◆ **Text block**:

In 2013-14, persons engaged in agriculture in Bankura II CD block could be classified as follows: bargadars 10.98%, patta (document) holders 9.52%, small farmers (possessing land between 1 and 2 hectares) 10.07%, marginal farmers (possessing land up to 1 hectare) 25.95% and agricultural labourers 43.48%.

In 2003-04 net area sown Bankura II CD block was 10,859 hectares and the area in which more than one crop was grown was 3,501 hectares.

In 2013-14, the total area irrigated in Bankura II CD block was 3,602 hectares, out of which 1,350 hectares by tank water, 680 hectares by river lift irrigation, 1,300 hectares by shallow tubewells, 200 hectares by open dug wells and 72 hectares by other means.

In 2013-14, Bankura II CD block produced 95,503 tonnes of Aman paddy, the main winter crop, from 32,270 hectares, 61 tonnes of Boro paddy from 19 hectares, 185 tonnes of wheat from 72 hectares, 86,596,000 tonnes of potatoes from 3,128 hectare (yield 27,684 kg per hectare). It also produced pulses and mustard.

===Handloom and pottery industries===
The handloom industry engages the largest number of persons in the non farm sector and hence is important in Bankura district. The handloom industry is well established in all the CD blocks of the district and includes the famous Baluchari saris. In 2004-05 Bankura II CD block had 686 looms in operation. Bankura municipality (outside the CD block) had 2,126 looms in operation.

Bankura district is famous for the artistic excellence of its pottery products that include the famous Bankura horse. The range of pottery products is categorised as follows: domestic utilities, terracota and other decorative items and roofing tiles and other heavy pottery items. The terracotta and decorative items include horse, elephant, tiger, ox, flower vase, Mansa Saj, ash-tray and other items of religious use. These are produced in the following CD blocks: Taldangra, Sonamukhi, Sarenga, Bankura I and Bankura II. Around 3,200 families were involved in pottery making in the district in 2002. 63 families were involved in Bankura II CD block.

===Banking===
In 2013-14, Bankura II CD block had offices of 5 commercial banks and 3 gramin banks.

===Backward Regions Grant Fund===
The Bankura district is listed as a backward region and receives financial support from the Backward Regions Grant Fund. The fund, created by the Government of India, is designed to redress regional imbalances in development. As of 2012, 272 districts across the country were listed under this scheme. The list includes 11 districts of West Bengal.

◆ **Material provided**:

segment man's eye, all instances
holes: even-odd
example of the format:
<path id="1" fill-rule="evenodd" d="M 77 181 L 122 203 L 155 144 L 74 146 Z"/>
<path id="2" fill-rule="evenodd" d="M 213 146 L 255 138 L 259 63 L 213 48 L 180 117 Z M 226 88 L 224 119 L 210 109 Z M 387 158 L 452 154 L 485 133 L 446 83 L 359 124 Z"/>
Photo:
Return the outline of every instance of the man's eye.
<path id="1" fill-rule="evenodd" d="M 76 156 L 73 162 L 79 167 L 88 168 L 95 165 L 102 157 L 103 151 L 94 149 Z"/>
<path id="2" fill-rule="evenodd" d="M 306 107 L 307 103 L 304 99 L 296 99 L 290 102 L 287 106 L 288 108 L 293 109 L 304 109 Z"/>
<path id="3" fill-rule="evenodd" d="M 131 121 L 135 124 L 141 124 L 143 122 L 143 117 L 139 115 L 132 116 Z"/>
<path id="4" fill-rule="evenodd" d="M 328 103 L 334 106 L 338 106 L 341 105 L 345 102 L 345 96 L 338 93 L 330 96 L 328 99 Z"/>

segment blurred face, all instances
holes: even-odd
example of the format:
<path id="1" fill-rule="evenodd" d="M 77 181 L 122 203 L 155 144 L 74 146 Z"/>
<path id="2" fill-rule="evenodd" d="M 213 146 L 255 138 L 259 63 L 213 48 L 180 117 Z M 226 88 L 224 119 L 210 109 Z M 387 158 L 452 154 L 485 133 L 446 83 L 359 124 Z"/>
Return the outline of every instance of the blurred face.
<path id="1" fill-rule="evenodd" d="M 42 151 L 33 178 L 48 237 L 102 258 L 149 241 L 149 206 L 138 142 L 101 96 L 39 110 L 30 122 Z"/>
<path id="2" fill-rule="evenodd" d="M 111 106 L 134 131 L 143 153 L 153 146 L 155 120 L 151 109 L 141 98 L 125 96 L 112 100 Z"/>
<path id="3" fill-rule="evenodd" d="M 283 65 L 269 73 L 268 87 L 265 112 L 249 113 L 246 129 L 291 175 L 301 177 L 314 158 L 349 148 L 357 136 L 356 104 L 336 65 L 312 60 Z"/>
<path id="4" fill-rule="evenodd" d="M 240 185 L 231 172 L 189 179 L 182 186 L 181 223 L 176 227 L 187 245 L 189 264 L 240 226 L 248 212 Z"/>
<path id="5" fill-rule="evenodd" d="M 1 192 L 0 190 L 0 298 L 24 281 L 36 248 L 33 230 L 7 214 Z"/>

◆ **Problem set**:
[A] According to the Bankura II passage, how many looms were in operation in Bankura II CD block in 2004-05?
[B] Using the Bankura II passage, explain why the handloom industry is important in Bankura district.
[C] Write out the part of the Bankura II passage starting at "In 2013-14, persons" and ending at "was 3,501 hectares.".

◆ **Exercise results**:
[A] 686 looms were in operation in Bankura II CD block in 2004-05.

[B] The handloom industry is important in Bankura district because it engages the largest number of persons in the non-farm sector.

[C]
In 2013-14, persons engaged in agriculture in Bankura II CD block could be classified as follows: bargadars 10.98%, patta (document) holders 9.52%, small farmers (possessing land between 1 and 2 hectares) 10.07%, marginal farmers (possessing land up to 1 hectare) 25.95% and agricultural labourers 43.48%.

In 2003-04 net area sown Bankura II CD block was 10,859 hectares and the area in which more than one crop was grown was 3,501 hectares.